[練習題目 a] 在下方關於 Spark storage 存儲層的文件片段中，createLocalDirs() 函數裡用 var 宣告了哪些變數？請全部列出。

需要注意的是在client driver端也會執行上述過程，只是在最後註冊的時候如果判斷是"<driver>"就不進行任何操作。可以看到對應的BlockManagerInfo對象被創建並保存在hash map中。

Storage模塊存儲層

在RDD層面上我們瞭解到RDD是由不同的partition組成的，我們所進行的transformation和action是在partition上面進行的；而在storage模塊內部，RDD又被視爲由不同的block組成，對於RDD的存取是以block爲單位進行的，本質上partition和block是等價的，只是看待的角度不同。在Spark storage模塊中中存取數據的最小單位是block，所有的操作都是以block爲單位進行的。

首先我們來看一下存儲層的UML類圖:

BlockManager對象被創建的時候會創建出MemoryStore和DiskStore對象用以存取block，同時在initialize()函數中創建BlockManagerWorker對象用以監聽遠程的block存取請求來進行相應處理。

private[storage] val memoryStore: BlockStore = new MemoryStore(this, maxMemory)
private[storage] val diskStore: DiskStore =
new DiskStore(this, System.getProperty("spark.local.dir", System.getProperty("java.io.tmpdir")))
private def initialize() {
...
BlockManagerWorker.startBlockManagerWorker(this)
...
}

下面就具體介紹一下對於DiskStore和MemoryStore，block的存取操作是怎樣進行的。

DiskStore如何存取block

DiskStore可以配置多個folder，Spark會在不同的folder下面創建Spark文件夾，文件夾的命名方式爲(spark-local-yyyyMMddHHmmss-xxxx, xxxx是一個隨機數)，所有的block都會存儲在所創建的folder裏面。DiskStore會在對象被創建時調用createLocalDirs()來創建文件夾：

private def createLocalDirs(): Array[File] = {
logDebug("Creating local directories at root dirs '" + rootDirs + "'")
val dateFormat = new SimpleDateFormat("yyyyMMddHHmmss")
rootDirs.split(",").map { rootDir =>
var foundLocalDir = false
var localDir: File = null
var localDirId: String = null
var tries = 0
val rand = new Random()

[任務資料]
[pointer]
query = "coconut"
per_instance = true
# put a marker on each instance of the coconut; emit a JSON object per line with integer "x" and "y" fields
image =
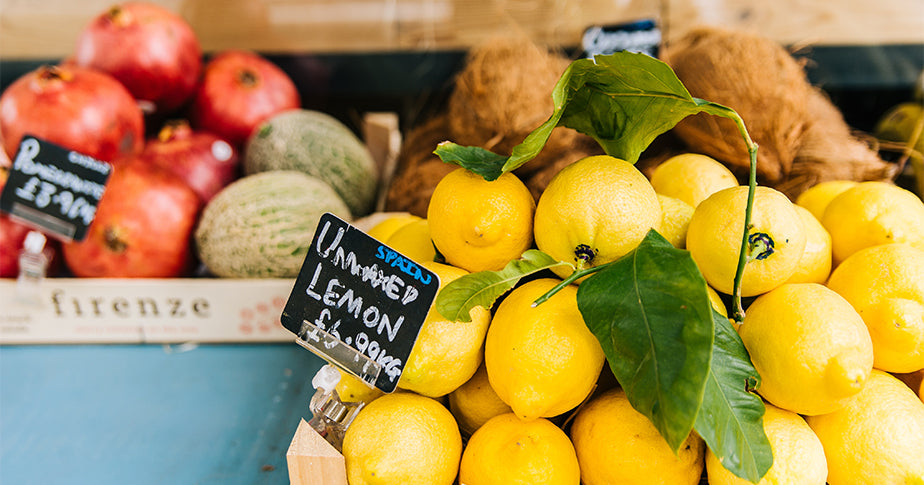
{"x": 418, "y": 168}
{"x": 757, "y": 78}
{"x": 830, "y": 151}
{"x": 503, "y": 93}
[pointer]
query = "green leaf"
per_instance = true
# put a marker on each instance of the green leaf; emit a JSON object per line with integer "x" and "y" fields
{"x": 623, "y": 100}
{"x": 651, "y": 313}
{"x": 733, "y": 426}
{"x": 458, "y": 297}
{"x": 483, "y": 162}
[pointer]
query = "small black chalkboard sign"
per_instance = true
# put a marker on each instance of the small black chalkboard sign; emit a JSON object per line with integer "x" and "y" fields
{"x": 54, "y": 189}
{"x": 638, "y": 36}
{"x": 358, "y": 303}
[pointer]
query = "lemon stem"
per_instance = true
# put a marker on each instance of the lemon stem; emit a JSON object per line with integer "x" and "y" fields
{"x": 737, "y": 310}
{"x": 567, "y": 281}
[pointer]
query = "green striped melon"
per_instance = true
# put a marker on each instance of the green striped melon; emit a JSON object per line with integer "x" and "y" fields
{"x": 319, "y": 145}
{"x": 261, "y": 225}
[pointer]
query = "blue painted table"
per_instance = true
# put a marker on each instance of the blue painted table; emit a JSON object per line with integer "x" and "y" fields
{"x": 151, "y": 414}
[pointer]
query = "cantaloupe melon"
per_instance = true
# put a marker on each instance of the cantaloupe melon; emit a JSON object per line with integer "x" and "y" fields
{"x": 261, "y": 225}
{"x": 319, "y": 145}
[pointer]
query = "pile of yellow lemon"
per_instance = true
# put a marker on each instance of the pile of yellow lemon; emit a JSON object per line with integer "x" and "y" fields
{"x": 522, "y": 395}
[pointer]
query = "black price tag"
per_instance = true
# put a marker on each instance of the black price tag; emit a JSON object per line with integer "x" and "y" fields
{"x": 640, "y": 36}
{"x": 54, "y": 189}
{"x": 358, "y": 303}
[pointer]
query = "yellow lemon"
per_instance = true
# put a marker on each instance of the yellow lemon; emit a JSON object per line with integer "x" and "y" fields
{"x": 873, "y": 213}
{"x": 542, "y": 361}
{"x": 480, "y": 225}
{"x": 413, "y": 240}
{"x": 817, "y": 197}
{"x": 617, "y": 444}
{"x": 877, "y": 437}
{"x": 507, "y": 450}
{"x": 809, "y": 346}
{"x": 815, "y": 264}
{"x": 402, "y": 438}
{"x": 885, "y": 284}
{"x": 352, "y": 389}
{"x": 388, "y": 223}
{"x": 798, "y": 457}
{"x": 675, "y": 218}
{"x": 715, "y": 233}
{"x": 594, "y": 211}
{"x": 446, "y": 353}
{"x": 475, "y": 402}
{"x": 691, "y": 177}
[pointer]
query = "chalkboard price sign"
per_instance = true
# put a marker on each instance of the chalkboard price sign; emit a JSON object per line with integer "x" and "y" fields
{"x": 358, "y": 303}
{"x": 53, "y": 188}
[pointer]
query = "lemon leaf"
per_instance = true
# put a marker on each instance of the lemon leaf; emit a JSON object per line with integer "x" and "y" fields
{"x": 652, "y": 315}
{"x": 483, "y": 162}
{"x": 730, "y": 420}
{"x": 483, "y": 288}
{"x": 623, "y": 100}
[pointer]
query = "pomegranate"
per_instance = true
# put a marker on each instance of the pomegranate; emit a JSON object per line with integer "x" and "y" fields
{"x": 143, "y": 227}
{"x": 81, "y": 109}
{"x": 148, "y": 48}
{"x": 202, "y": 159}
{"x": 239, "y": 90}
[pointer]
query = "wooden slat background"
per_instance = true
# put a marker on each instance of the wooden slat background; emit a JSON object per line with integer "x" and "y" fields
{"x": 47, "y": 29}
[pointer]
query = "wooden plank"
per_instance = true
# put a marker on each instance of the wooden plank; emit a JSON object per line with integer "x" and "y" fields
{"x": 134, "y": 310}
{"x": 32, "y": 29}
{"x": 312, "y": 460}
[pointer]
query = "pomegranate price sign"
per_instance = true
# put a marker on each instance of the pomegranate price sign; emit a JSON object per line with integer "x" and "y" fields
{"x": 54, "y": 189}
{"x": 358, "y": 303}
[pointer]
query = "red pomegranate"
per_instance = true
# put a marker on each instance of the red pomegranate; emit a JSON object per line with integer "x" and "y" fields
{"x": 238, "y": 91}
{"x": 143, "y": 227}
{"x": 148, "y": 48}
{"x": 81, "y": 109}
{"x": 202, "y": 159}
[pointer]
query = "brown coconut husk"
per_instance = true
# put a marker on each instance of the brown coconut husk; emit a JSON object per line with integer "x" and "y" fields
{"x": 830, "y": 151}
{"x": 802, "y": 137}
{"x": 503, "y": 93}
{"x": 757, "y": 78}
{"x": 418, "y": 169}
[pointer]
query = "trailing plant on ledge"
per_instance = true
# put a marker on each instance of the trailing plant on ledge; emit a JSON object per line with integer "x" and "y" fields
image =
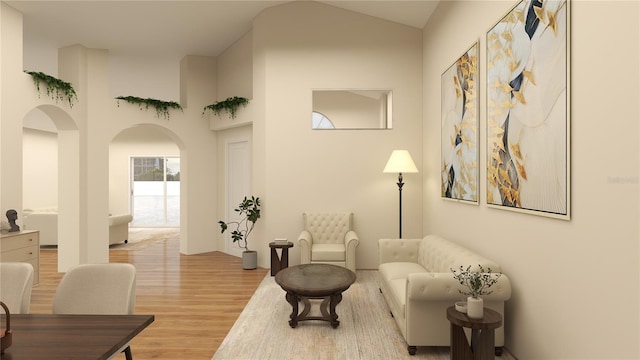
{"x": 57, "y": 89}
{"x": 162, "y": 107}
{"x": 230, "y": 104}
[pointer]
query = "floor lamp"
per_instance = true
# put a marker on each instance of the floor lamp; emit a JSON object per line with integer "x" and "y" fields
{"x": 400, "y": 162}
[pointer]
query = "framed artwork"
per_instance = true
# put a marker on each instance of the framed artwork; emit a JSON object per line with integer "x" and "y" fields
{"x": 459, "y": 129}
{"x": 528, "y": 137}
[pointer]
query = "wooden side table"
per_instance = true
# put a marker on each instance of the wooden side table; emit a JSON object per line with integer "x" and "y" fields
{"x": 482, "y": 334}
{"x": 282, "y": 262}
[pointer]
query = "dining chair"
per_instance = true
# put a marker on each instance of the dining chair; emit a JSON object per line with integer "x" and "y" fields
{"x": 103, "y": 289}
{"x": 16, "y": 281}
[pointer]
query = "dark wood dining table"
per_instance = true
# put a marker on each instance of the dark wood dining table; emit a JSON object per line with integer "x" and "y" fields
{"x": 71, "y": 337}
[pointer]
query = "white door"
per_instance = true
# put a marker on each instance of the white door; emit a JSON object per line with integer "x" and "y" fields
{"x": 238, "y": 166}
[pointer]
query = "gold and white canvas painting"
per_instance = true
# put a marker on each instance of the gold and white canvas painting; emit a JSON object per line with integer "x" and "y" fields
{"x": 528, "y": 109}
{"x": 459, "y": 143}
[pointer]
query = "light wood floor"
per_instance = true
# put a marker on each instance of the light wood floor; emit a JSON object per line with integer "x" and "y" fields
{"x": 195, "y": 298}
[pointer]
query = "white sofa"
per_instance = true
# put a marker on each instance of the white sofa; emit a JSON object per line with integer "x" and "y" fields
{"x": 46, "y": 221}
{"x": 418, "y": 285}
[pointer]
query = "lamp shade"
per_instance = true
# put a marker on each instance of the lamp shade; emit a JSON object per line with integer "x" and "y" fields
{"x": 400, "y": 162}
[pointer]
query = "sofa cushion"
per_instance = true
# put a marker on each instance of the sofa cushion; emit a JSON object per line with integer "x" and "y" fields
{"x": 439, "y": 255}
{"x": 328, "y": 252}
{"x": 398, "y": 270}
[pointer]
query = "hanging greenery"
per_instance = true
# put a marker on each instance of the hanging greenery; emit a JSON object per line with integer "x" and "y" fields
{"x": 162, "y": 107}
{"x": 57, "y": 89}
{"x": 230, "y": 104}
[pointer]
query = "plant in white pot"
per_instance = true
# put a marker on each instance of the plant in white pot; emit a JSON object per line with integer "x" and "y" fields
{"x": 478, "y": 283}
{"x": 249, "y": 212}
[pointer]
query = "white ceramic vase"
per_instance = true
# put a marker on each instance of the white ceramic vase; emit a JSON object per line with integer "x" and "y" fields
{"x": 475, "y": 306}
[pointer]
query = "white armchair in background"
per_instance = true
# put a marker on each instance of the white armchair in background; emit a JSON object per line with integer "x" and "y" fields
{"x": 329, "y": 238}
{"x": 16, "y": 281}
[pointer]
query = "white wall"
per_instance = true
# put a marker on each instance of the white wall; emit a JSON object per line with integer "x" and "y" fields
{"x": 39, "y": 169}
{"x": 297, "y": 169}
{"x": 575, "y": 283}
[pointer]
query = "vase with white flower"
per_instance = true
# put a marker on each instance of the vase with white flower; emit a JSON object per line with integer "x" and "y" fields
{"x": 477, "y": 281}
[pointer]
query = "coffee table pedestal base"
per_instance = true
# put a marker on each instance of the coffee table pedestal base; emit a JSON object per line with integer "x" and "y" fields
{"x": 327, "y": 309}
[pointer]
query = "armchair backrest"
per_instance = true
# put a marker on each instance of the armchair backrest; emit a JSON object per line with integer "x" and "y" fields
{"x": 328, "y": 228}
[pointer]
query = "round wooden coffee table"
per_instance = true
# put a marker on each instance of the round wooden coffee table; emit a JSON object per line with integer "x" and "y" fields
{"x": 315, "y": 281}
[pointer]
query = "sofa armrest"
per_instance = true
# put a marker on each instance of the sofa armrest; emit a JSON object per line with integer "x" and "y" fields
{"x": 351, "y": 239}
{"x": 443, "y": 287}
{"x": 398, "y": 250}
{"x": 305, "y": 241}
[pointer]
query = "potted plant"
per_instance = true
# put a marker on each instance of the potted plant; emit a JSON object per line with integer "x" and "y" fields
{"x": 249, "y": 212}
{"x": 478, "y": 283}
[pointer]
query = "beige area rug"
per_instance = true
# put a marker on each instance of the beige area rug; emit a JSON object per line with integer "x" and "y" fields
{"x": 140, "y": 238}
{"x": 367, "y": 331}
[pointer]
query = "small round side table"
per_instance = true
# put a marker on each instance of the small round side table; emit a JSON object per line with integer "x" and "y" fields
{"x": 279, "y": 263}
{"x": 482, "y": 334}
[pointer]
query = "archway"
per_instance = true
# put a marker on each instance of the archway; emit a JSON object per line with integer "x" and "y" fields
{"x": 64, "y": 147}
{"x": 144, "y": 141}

---

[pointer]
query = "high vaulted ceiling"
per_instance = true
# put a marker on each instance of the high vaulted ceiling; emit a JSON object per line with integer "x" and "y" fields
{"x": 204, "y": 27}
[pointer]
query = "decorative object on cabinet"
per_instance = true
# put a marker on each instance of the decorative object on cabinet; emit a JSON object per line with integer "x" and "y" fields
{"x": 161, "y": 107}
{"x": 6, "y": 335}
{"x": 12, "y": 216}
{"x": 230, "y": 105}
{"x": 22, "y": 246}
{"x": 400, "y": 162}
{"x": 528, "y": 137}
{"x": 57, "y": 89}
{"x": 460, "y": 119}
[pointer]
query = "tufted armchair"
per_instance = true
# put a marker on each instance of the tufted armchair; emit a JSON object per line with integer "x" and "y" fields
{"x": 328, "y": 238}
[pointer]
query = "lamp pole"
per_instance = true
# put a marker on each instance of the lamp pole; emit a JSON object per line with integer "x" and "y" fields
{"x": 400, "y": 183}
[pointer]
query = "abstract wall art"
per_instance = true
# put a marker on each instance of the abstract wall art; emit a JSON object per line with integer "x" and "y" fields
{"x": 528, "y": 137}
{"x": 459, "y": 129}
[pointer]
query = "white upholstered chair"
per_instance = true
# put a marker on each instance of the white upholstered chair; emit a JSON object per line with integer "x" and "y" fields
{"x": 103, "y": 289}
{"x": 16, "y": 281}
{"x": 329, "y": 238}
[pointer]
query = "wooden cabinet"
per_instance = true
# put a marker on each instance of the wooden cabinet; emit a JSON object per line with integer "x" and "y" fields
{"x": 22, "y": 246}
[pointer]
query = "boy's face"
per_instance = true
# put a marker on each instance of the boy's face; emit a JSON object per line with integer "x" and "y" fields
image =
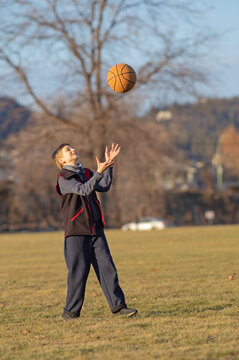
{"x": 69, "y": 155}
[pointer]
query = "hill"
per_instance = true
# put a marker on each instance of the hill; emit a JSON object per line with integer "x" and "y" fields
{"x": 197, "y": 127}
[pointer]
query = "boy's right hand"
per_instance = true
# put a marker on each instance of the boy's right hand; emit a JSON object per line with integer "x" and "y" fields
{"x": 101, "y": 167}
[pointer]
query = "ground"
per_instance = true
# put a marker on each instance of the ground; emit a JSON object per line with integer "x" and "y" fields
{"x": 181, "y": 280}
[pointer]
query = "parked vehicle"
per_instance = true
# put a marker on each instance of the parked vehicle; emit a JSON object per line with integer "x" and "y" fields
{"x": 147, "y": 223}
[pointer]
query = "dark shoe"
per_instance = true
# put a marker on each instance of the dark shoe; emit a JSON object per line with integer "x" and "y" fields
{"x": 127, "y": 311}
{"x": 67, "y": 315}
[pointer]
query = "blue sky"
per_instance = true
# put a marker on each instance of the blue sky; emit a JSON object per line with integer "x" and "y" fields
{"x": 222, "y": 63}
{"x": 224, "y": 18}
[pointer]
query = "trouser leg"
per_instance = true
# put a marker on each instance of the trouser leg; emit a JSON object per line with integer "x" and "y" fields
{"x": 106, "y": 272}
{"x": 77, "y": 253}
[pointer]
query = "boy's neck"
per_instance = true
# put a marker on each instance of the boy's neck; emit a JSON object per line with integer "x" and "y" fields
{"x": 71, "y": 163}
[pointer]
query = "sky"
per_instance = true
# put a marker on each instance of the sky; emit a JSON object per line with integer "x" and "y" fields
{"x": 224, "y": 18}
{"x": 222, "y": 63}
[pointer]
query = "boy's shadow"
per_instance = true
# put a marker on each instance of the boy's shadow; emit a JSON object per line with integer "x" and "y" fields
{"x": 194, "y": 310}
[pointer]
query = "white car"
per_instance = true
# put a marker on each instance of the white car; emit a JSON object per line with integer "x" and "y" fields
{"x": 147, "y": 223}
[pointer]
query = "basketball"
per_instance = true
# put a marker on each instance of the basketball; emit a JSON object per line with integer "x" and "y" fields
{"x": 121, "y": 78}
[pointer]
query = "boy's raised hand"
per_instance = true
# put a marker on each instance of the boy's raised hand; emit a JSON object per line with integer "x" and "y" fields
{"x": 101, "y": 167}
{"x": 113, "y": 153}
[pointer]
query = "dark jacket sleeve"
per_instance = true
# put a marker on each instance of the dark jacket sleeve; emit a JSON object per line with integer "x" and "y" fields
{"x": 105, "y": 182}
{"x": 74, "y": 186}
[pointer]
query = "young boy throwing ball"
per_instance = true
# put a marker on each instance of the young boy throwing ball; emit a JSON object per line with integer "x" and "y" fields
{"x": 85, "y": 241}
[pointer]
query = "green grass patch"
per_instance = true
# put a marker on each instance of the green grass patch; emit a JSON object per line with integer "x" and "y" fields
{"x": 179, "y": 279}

[練習題目 b] 請顯示上方條目中含有字串"melon"的每一行，大小寫須相符。

[練習答案 a] foundLocalDir、localDir、localDirId、tries

[練習答案 b]
query = "green striped melon"
# put a marker on each instance of the green striped melon; emit a JSON object per line with integer "x" and "y" fields
query = "cantaloupe melon"
# put a marker on each instance of the cantaloupe melon; emit a JSON object per line with integer "x" and "y" fields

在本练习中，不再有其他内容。